Listed records —
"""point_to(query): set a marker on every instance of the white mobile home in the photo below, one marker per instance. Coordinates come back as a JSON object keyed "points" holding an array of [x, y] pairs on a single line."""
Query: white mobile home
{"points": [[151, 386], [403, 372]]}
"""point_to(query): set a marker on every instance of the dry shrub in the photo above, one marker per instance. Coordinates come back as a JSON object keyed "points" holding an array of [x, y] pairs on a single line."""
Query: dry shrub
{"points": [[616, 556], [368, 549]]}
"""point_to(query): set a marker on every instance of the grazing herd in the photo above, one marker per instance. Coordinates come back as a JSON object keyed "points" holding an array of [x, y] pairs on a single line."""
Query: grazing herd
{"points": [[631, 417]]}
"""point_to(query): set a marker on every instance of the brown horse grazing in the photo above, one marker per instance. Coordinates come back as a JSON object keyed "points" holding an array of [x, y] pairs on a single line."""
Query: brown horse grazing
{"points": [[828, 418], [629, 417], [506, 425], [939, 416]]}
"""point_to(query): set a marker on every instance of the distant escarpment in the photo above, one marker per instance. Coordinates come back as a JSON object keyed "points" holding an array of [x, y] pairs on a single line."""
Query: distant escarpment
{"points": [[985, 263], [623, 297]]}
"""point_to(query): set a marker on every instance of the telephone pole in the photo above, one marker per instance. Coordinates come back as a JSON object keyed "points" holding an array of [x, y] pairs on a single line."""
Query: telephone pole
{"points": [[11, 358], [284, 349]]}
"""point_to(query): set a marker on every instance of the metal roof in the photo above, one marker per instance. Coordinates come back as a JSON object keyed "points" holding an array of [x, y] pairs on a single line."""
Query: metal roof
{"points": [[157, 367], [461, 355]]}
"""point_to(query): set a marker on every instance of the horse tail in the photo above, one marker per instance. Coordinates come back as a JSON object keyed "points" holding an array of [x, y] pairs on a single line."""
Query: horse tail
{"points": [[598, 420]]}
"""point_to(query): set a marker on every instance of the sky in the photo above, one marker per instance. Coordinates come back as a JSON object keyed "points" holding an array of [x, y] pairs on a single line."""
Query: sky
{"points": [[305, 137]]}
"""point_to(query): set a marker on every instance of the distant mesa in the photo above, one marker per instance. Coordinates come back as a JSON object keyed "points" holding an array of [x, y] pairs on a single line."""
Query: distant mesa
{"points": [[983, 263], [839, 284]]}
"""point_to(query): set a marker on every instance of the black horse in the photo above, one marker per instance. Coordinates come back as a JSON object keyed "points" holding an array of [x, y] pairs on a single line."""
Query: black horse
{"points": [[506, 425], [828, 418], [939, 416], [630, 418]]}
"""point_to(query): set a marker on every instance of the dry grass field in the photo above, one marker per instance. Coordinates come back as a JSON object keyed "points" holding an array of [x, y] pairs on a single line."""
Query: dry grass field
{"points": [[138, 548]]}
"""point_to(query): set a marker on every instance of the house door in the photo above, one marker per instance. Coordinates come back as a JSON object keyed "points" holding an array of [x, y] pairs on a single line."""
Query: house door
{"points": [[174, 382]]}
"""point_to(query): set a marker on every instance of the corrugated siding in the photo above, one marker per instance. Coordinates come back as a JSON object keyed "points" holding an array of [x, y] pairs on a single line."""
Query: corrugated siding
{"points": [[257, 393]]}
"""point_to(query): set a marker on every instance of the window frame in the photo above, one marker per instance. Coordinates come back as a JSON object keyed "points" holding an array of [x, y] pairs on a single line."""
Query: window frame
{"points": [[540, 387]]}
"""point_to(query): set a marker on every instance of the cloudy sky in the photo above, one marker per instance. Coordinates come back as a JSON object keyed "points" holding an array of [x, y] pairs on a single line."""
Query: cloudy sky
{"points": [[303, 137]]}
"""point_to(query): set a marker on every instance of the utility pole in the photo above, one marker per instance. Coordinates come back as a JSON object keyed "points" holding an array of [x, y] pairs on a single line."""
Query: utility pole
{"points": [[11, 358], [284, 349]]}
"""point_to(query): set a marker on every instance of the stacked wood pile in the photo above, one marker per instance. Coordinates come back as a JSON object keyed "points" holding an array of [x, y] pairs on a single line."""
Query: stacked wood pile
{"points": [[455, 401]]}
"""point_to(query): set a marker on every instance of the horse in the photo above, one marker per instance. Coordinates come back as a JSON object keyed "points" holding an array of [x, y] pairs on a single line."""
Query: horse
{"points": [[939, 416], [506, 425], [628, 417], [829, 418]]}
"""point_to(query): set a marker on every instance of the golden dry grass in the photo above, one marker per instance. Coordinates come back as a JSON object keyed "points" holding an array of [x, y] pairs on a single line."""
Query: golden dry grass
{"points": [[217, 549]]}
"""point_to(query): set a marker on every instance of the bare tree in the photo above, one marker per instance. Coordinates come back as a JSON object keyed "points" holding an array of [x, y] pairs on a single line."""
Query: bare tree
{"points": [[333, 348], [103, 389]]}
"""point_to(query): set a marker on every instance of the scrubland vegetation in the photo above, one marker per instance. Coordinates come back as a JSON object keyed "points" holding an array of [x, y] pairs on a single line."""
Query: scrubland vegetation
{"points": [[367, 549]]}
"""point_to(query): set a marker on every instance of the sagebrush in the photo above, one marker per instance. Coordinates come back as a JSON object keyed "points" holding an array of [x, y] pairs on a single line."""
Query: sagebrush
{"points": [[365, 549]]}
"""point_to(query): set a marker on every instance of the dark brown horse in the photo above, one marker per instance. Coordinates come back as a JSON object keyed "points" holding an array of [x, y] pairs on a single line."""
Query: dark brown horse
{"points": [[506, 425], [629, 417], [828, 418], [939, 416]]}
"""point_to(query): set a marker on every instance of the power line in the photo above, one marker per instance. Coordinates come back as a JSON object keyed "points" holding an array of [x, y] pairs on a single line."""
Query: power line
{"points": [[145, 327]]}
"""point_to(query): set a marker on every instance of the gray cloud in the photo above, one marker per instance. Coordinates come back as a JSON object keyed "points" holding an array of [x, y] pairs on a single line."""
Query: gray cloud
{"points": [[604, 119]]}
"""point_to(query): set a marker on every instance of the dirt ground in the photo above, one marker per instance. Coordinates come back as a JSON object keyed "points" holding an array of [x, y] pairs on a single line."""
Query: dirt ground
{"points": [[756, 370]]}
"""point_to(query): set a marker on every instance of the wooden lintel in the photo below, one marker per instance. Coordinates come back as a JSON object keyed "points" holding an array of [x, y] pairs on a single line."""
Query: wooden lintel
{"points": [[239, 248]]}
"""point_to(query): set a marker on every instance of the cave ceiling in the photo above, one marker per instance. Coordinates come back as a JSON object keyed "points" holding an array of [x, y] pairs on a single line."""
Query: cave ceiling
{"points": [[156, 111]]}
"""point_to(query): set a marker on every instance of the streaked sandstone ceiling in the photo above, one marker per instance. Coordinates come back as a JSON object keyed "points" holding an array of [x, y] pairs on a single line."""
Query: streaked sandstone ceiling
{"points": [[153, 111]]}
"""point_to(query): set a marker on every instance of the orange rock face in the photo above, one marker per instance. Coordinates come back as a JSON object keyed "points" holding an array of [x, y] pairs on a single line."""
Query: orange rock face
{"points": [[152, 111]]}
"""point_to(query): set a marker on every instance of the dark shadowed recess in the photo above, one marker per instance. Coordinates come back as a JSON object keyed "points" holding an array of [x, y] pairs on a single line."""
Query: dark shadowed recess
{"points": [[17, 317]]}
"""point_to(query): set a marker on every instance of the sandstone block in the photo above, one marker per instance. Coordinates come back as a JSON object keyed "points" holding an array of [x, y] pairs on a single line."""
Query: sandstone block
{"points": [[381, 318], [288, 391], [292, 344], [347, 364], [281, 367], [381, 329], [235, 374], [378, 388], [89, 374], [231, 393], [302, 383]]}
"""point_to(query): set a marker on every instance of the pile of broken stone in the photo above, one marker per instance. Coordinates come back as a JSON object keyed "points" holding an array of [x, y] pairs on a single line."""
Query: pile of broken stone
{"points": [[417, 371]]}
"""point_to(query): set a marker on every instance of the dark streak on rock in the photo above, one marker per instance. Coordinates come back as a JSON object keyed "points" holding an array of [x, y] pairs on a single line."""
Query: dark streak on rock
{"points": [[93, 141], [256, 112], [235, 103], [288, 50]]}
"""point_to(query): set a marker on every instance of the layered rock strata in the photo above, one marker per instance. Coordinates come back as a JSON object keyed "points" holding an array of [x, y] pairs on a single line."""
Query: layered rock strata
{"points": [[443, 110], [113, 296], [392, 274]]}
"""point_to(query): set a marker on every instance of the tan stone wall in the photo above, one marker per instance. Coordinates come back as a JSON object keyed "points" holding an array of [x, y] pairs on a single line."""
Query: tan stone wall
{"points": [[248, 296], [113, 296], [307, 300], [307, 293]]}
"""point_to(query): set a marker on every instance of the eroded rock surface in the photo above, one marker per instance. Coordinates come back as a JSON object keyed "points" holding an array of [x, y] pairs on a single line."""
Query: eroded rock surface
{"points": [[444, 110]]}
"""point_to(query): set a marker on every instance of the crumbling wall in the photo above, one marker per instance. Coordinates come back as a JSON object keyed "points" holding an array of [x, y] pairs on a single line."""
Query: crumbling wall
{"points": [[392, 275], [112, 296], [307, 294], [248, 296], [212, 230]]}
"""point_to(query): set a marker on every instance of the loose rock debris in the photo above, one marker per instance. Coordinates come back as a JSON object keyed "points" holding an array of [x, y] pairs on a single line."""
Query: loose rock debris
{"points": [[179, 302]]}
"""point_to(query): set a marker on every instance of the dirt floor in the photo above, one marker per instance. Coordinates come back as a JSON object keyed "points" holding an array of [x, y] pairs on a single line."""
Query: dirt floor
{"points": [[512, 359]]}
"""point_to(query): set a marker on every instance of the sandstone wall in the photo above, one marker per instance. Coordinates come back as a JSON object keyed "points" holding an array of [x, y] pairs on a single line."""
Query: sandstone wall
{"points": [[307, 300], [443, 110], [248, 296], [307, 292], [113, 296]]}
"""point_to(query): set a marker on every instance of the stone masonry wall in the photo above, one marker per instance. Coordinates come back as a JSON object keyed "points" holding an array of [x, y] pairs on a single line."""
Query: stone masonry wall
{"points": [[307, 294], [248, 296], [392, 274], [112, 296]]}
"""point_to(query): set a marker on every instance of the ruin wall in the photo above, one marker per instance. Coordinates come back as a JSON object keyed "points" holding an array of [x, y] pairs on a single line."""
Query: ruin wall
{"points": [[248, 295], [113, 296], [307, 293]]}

To be done — In the records above, return only the line that contains "of the loose" and every line after it through the last, exactly as they appear.

Task response —
"""point_to(query): set a marker on every instance of the loose rock debris in the photo above, one marker per instance. Coordinates come back as a JSON object keyed "points" holding an array of [x, y] pairs on a single line."""
Query: loose rock debris
{"points": [[179, 302]]}
"""point_to(query): set a marker on every instance of the dirt floor in the photo above, one marker per instance. Coordinates come back as a JSON object keyed "points" holding an array of [x, y] pairs on a single line."""
Query: dirt floor
{"points": [[512, 359]]}
"""point_to(query): set a marker on every instance of the sandstone wall in the photo above, one marker per instance. Coordinates come back as a JSON object keyed "points" holding an array of [x, y] pairs on a single line."""
Query: sandstone wall
{"points": [[307, 300], [443, 110], [248, 296], [307, 292], [113, 296]]}
"""point_to(query): set a marker on every instance of the stone masonry wall in the photo above, one marker per instance. Coordinates come back as a JSON object keyed "points" holding an array of [x, y] pairs on a single line."""
Query: stone masonry wall
{"points": [[307, 294], [248, 296], [392, 274], [112, 296]]}
"""point_to(query): set a marker on every instance of the ruin wall in the photo above, one marker per instance. Coordinates come back as a JSON object keyed "points" holding an array of [x, y] pairs on a single line."""
Query: ruin wall
{"points": [[248, 295], [113, 296], [307, 293]]}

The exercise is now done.